Dataset entries
☆ ☆ ☆

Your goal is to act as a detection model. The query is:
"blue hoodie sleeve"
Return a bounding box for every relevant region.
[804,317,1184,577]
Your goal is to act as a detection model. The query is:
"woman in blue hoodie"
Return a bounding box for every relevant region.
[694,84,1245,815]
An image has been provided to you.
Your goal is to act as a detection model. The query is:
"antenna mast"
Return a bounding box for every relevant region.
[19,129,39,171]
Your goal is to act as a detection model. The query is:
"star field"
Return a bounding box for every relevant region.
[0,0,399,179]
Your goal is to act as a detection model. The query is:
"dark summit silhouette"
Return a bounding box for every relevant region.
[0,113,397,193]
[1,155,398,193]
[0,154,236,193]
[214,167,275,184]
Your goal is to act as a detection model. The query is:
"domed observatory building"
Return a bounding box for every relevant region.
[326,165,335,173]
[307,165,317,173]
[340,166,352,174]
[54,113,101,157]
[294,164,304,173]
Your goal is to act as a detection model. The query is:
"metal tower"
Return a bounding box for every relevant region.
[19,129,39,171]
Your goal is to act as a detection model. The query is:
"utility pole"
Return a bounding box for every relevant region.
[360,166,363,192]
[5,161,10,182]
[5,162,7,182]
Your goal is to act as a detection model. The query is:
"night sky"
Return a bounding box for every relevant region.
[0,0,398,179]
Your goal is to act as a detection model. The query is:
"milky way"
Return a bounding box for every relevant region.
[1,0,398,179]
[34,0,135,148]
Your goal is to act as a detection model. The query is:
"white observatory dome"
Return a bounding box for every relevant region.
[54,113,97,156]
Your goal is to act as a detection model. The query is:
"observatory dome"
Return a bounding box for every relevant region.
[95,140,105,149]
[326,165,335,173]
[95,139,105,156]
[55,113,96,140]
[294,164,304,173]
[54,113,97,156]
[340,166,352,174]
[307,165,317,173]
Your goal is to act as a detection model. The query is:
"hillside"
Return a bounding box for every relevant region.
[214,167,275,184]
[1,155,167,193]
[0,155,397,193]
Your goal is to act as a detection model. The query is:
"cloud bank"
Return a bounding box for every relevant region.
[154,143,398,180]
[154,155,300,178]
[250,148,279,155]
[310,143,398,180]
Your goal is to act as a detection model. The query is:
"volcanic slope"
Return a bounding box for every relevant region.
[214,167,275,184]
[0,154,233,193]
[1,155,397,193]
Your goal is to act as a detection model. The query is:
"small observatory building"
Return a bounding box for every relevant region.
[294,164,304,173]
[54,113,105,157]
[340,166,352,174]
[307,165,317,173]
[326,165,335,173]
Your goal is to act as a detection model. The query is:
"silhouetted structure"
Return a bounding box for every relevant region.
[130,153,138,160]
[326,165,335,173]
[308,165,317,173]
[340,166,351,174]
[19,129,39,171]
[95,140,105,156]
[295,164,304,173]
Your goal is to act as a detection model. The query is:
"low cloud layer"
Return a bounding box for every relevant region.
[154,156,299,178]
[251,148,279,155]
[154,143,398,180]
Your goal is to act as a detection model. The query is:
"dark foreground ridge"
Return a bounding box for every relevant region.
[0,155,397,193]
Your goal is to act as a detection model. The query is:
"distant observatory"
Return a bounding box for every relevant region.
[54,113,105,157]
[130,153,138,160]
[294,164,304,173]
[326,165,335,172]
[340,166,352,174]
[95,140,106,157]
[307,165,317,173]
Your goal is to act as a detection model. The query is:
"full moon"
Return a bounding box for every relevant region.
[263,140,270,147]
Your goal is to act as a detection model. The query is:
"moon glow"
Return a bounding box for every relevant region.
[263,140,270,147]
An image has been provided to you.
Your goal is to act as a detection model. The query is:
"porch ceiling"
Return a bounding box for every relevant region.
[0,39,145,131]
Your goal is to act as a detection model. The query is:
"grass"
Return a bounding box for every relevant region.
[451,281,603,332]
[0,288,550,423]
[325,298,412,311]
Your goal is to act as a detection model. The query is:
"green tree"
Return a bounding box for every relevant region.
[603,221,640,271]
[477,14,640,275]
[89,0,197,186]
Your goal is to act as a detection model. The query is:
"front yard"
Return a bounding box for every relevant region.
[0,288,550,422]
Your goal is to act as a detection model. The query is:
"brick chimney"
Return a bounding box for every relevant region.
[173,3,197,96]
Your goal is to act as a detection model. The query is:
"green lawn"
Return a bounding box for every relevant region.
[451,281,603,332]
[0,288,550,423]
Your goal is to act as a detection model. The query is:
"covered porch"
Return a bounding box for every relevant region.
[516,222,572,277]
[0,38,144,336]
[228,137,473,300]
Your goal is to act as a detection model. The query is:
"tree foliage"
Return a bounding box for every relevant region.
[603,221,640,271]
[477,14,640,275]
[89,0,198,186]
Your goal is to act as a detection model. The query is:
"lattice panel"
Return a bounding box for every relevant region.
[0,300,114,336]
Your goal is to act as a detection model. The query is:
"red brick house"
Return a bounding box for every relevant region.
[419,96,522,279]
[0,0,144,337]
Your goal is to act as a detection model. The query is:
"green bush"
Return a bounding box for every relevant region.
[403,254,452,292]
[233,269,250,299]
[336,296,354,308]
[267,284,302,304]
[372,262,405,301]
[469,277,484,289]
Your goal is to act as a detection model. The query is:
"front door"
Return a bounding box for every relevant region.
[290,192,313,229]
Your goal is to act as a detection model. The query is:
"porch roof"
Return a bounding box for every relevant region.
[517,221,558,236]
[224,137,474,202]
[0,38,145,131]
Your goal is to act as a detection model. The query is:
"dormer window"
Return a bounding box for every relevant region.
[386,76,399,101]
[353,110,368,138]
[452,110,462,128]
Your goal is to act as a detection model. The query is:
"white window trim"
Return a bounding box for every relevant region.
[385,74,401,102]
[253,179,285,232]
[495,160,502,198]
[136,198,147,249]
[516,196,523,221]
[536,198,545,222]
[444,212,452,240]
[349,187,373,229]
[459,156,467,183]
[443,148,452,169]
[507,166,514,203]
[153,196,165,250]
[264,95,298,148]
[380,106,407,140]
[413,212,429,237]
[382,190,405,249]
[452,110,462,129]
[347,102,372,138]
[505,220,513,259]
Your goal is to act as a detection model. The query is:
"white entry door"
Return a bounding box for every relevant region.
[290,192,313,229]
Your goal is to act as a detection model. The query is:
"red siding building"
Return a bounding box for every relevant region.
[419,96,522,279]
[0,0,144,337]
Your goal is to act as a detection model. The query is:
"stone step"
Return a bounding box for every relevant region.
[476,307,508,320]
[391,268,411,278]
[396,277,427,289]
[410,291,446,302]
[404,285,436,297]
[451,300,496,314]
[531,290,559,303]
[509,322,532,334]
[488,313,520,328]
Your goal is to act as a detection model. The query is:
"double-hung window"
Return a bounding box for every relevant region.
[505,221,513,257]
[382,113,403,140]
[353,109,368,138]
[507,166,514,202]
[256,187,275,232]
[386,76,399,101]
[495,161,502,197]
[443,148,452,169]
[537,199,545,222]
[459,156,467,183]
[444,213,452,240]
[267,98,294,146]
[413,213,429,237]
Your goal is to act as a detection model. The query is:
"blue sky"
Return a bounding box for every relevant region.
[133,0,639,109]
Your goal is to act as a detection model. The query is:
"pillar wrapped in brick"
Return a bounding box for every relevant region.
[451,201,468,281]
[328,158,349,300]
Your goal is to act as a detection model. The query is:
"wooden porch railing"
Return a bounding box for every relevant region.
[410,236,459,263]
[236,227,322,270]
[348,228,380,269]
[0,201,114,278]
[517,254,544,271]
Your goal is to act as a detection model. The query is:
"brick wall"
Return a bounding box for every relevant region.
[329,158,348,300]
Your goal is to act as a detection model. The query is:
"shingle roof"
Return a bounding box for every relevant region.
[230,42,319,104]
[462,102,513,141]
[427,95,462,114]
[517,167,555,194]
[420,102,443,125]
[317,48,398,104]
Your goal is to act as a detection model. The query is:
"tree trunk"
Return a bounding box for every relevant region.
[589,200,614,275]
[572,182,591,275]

☆ ☆ ☆

__THE PROBLEM__
Your answer should hold every line of the entries that contains the string "building".

__EXERCISE SOLUTION__
"domed observatory building"
"small observatory building"
"red siding building"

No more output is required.